▸ **OBJECTIVE**: Render the rows below as a JSON list of strings, one string per line and blank lines omitted. Include only the stretch from the line containing "Where can the forearm" through the end of the rows.

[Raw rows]
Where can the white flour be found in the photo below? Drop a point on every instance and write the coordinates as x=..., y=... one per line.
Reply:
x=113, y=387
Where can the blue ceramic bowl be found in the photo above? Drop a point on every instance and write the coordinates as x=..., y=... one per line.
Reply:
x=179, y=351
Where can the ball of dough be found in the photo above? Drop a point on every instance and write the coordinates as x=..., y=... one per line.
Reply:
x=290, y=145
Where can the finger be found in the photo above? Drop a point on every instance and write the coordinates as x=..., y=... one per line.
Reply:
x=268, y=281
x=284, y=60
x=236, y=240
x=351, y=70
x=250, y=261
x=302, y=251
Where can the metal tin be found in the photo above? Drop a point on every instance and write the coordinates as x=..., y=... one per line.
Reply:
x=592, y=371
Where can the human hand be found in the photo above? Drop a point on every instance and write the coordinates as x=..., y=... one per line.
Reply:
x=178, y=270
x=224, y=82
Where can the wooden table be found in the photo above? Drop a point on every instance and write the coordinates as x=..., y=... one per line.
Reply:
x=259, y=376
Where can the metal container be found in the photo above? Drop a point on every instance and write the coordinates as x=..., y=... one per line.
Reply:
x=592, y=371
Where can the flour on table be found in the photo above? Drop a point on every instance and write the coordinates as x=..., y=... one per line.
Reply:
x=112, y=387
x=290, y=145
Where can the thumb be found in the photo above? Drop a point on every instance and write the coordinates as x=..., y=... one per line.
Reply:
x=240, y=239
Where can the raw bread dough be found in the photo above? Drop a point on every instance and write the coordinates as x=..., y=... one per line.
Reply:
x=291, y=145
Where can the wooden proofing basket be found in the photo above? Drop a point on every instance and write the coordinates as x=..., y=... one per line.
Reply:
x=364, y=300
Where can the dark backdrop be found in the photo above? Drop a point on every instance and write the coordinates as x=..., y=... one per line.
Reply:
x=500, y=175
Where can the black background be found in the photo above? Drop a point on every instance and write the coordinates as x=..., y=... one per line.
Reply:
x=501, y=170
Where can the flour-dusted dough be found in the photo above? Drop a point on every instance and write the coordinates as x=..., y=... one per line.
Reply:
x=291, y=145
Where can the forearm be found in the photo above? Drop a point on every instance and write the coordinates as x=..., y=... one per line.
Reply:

▸ **RESULT OF THIS TASK**:
[
  "Where can the forearm be found in the photo above? Drop a point on every instance and write the coordinates as x=..., y=... one per line.",
  "Reply:"
]